Extracted data entries:
===

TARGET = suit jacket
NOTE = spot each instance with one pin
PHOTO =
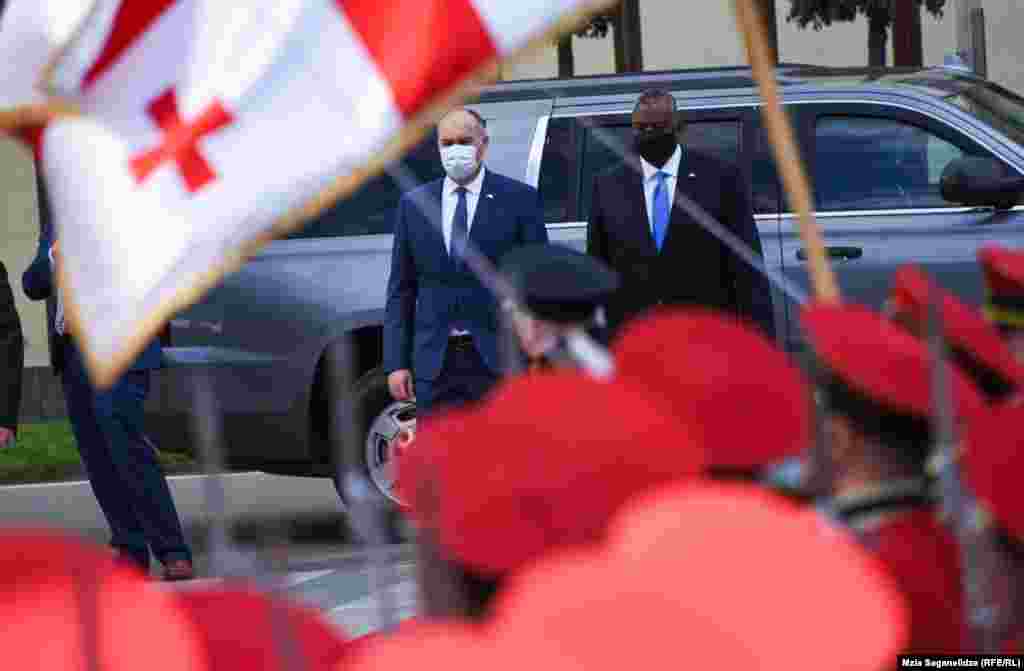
(38, 285)
(11, 354)
(693, 267)
(427, 296)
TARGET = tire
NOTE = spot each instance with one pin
(380, 417)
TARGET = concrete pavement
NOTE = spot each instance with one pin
(261, 505)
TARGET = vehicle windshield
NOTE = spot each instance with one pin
(995, 106)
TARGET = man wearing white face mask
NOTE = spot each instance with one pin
(440, 332)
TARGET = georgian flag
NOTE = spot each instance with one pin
(208, 127)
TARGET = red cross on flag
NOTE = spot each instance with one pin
(207, 127)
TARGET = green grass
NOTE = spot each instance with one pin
(45, 452)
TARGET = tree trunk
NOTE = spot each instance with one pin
(629, 51)
(878, 33)
(907, 39)
(566, 61)
(767, 9)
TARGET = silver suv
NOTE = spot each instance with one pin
(876, 143)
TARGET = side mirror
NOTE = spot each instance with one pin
(978, 181)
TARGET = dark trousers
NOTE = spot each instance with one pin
(121, 463)
(463, 378)
(11, 357)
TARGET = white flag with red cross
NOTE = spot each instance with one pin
(207, 127)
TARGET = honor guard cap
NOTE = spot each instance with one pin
(979, 348)
(675, 581)
(993, 461)
(1004, 273)
(244, 628)
(714, 369)
(70, 604)
(879, 375)
(543, 463)
(559, 284)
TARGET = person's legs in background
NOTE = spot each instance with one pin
(143, 487)
(11, 363)
(127, 536)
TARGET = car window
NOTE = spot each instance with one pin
(557, 166)
(870, 163)
(765, 183)
(720, 139)
(370, 210)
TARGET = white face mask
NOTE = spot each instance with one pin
(459, 161)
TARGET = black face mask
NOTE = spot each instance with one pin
(655, 147)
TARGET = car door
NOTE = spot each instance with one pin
(876, 170)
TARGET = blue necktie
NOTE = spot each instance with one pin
(460, 228)
(660, 209)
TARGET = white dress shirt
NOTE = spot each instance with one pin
(450, 201)
(650, 182)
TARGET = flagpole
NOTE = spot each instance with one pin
(784, 147)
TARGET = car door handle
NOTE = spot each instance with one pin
(835, 252)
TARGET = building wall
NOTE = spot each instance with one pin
(680, 35)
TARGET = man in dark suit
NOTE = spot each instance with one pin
(660, 253)
(11, 362)
(441, 324)
(119, 459)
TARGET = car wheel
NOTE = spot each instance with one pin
(383, 423)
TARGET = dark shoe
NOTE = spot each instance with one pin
(178, 570)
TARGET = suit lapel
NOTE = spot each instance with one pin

===

▶ [Assignment]:
For every record above, repeat the text exactly and omit any picture.

▶ [Solution to the problem]:
TARGET = suit jacket
NOTE = spot each instance with one pin
PHOTO =
(38, 285)
(11, 354)
(693, 267)
(427, 296)
TARGET = tire
NOTE = spot each instance with one pin
(380, 417)
TARGET = concrete pavement
NOTE = spot each instance with one pin
(261, 505)
TARGET = vehicle windshield
NOTE = spot each instance with one pin
(995, 106)
TARGET = man wearing white face mask
NOTE = spot each instance with one pin
(440, 332)
TARGET = georgian flag
NOTE = spot each instance with one pin
(208, 127)
TARGET = red cross on flag
NOTE = spot each instance with one pin
(207, 127)
TARGET = green grass
NOTE = spot each instance with one pin
(45, 452)
TARGET = tree trunk
NOTE = spot each instance with one pin
(629, 51)
(878, 33)
(907, 39)
(566, 61)
(767, 9)
TARGET = silver suv
NOTE = spot each instance with one pin
(876, 143)
TARGET = side mirror
NOTE = spot each instance with one pin
(978, 181)
TARGET = dark trousers
NOTE = spot each instance with one pin
(121, 463)
(463, 378)
(11, 357)
TARGET = white flag with red cross
NOTE = spot each instance with one pin
(207, 127)
TARGET = honor guard cap
NOTE = spot each instance with one pin
(979, 348)
(675, 581)
(993, 461)
(1004, 273)
(244, 628)
(714, 369)
(70, 604)
(879, 375)
(543, 463)
(559, 284)
TARGET = person's legs in background
NOTE = spot each instance with one pin
(143, 487)
(11, 363)
(127, 536)
TARGET = car window
NOTE = spot each instance with one pin
(557, 166)
(870, 163)
(765, 183)
(720, 139)
(370, 210)
TARGET = white face mask
NOTE = spot each instance with one pin
(459, 161)
TARGET = black face mask
NOTE = spot each instance with one pin
(655, 147)
TARGET = car door
NOTE = spot each instance with one pin
(876, 170)
TARGET = blue necktie
NOTE = spot each instance with one pin
(460, 228)
(660, 209)
TARGET = white dress shirt
NOTE = spot each instance with one pin
(450, 201)
(650, 182)
TARGET = flagpole
NOTE = spot each instance with one pin
(784, 147)
TARGET = car door handle
NOTE = spot each instance with one pin
(835, 252)
TARGET = building wall
NOTE = spot each instance with one pin
(680, 35)
TARGET = man in dark suit
NOTE = spot each instance with one pin
(660, 253)
(11, 362)
(441, 324)
(119, 459)
TARGET = car wheel
NOTE = spot each instance with one pin
(383, 423)
TARGET = dark shoe
NOTE = spot each instance with one pin
(178, 570)
TARGET = suit lapel
NOTE = spot each instance with one pin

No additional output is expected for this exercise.